PASSAGE TO READ ->
* begin *

Ruth Bader Ginsburg official United States Supreme Court portrait.
Ruth Bader Ginsburg official United States Supreme Court portrait.

Let’s look at the situation:  boy meets girl.  We’ll call our girl Ruth, for Justice Ginsburg, and we’ll name the boy Tony, in memorium of the recent passing of her good friend, colleague, and adversary Justice Antonin Scalia.

Ruth and Tony meet, maybe at work, maybe at a party, maybe at school or in the neighborhood.  They like each other, and start seeing each other.  They find themselves attracted to each other.  Human physiology being designed to promote reproduction, at some point they have desires to have sex.  At this point they are just about equal, as far as reproductive rights are concerned.  Some argue that Tony is disadvantaged in that his drives are stronger than Ruth’s, but there aren’t many ways to test that.  Ruth might have more resistance to those drives because the consequences are more direct for her, but in essence it is within the power of each them them to choose, autonomously, not to engage in sex.  It is also within their power to choose, jointly, to risk a pregnancy.

Yes, Tony could rape Ruth; Tony could coerce Ruth by some other inducement.  Women are raped fairly often, usually by men, sometimes by women.  Men are also raped, by men and sometimes by women, but considerably less often–although more often than reported.  Men are more embarrassed about being raped than women are, and so less likely to report it; and they are taken less seriously when they do, partly because some people think a man can’t really be raped by a woman, and partly because men who have never been raped by a woman somehow think they would enjoy it.  Rape, though, is a separate issue:  anyone who has been raped has had rights fundamentally violated, quite apart from the problem of potential pregnancy.

If Ruth and Tony agree to engage in sex, suddenly the entire picture changes:  they no longer have equal reproductive rights.  A significant part of that is simply technological.  Either of them could have an operation rendering him or her permanently infertile, which is generally a drastic step few want to take and is a considerably more expensive and difficult (but ultimately more reliable) procedure for Ruth than for Tony.  Barring that, though, Tony is limited to the question of whether or not to use a condom–a prophylactic device with a rather high failure rate.  Ruth’s equivalent, a diaphram, is a bit more difficult to get (must be fitted by a gynecologist) but considerably more effective; she also has several other options.  Usually she would use spermicide (sometimes known as “foam”) with a diaphram, but she can also use hormone treatments, usually in pill form but sometimes as implants, that disrupt her ovulation cycle.  All of these options have varying probabilities of preventing conception; there are other options.  Intra-uterine devices (IUDs) usually reduce the chance of conception but also prevent or sometimes disrupt implantation, causing a spontaneous abortion–what in popular jargon is called a “miscarriage”, but at so early a stage that pregnancy was not suspected.  In all these ways, all the reproductive rights are on Ruth’s side:  if she chooses not to become pregnant, she has an arsenal of ways to prevent it.

* end *

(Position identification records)
* begin *

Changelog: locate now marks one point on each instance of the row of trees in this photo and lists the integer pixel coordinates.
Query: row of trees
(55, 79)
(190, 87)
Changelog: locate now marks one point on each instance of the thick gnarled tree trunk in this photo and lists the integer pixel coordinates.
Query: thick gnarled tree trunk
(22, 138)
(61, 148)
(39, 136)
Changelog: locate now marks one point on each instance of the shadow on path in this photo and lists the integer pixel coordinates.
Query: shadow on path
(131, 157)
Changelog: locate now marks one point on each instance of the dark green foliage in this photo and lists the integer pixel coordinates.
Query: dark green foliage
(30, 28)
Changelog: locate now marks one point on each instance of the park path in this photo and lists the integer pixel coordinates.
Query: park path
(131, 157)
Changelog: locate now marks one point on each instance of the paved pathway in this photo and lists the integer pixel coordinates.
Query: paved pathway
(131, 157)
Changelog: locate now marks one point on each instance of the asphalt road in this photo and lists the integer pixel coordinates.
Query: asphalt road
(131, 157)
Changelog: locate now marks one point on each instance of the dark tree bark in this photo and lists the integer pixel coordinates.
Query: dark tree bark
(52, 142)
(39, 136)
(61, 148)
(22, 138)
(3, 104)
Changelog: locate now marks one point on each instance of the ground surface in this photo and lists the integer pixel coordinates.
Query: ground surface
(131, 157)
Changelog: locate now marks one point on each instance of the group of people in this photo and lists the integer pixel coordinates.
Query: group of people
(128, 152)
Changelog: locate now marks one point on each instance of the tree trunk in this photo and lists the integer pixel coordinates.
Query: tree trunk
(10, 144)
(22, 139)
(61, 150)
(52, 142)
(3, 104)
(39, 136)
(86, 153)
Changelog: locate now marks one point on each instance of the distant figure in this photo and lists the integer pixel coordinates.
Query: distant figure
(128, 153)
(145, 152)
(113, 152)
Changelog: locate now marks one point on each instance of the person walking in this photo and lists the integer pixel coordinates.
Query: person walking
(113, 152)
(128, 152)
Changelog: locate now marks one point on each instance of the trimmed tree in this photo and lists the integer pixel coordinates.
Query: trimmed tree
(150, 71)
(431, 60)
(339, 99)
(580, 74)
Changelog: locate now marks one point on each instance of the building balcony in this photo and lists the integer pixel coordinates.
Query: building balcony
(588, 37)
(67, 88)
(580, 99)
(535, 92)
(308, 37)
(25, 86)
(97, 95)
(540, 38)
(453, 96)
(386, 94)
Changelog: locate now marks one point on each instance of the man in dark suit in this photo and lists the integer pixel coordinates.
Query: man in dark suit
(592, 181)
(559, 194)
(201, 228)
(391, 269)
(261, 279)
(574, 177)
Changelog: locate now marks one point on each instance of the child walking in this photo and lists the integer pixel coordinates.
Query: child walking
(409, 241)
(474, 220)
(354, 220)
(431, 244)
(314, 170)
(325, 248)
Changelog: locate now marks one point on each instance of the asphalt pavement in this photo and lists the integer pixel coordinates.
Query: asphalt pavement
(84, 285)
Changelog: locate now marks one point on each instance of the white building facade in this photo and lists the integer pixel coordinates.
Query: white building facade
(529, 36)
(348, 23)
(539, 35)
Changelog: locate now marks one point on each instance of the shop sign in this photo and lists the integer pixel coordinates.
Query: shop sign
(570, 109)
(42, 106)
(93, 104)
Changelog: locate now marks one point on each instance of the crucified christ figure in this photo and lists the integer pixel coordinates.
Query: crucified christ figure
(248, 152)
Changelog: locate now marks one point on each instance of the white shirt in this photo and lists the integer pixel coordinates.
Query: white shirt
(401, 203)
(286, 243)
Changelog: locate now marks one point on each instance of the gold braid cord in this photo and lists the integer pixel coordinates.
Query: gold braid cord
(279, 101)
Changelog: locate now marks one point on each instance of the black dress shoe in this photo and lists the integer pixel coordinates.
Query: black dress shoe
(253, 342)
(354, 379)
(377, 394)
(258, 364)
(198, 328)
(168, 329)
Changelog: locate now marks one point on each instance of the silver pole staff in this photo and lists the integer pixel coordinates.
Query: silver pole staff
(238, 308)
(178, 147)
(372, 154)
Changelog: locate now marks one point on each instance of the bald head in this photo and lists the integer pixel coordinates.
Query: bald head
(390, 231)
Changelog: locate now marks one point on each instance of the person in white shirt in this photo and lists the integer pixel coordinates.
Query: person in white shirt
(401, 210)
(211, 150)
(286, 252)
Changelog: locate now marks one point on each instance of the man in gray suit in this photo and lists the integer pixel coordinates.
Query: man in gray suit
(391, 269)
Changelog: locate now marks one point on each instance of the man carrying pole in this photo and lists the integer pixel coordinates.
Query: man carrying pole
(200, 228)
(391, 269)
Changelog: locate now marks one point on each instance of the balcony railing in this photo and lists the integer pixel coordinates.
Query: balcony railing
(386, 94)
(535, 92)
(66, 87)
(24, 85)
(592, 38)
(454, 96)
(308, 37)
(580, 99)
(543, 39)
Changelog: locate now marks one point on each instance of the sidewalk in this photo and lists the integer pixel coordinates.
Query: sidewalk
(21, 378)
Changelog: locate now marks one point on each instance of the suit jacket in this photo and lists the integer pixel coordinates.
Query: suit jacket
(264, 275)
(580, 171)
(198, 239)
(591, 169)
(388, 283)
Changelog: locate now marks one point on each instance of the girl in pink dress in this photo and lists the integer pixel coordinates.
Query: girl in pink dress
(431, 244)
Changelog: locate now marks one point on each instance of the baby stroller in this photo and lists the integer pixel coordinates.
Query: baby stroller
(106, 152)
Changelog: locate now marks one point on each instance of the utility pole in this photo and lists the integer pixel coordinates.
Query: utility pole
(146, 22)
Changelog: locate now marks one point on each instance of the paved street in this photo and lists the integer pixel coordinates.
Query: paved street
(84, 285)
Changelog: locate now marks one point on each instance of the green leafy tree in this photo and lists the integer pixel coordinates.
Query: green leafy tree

* end *

WHAT THIS TASK INVOLVES -> Please write what follows in the essay on Ruth and Tony's reproductive rights, continuing from its last sentence.

TASK ANSWER ->
However, young lovers are often careless.  Birth control is so unromantic, so non-spontaneous.  The young suffer from the illusion of invulnerability, that they are the heroes of their own stories and everything is going to work according to their expectations.  People have sex and don’t get pregnant; some couples try for unsuccessful years to have a baby.  A pregnancy is often a surprise, even for those who want it.  People take the risk, and Ruth and Tony might lose.  So now there is a baby on the way, as they say, and again Ruth’s reproductive rights are more than equal to Tony’s.  She can choose to carry the child to term, or to have an abortion.  He has no say in the matter, even if he is her husband.  She might include him in the decision, but it is her decision; she does not even need to inform him that there is a decision.  She can end the story right here.  He cannot.  He has no say about his own reproductive rights.  He cannot say, “I do not want to be the father of a child; terminate it.”  Nor can he say, “I want this baby, keep it.”  He does not, in that regard, have equal protection.

Maybe he does not care; maybe he figures it is her problem.  However, it is not just her problem–it is also his problem.  The inequities are not yet quite done.  If Ruth decides not to have an abortion–exercising her reproductive rights and overriding his–the child is born.  At that moment Ruth has yet another choice:  she can keep the child, committing herself to the difficulties and expenses of raising it, or she can absolve herself of all further responsibility, agreeing never to see the child again, by putting it up for adoption.  I do not want to minimize the agony of that choice, but it is her choice–it is not his choice, and he has no say in the matter.  His reproductive rights are not equally protected.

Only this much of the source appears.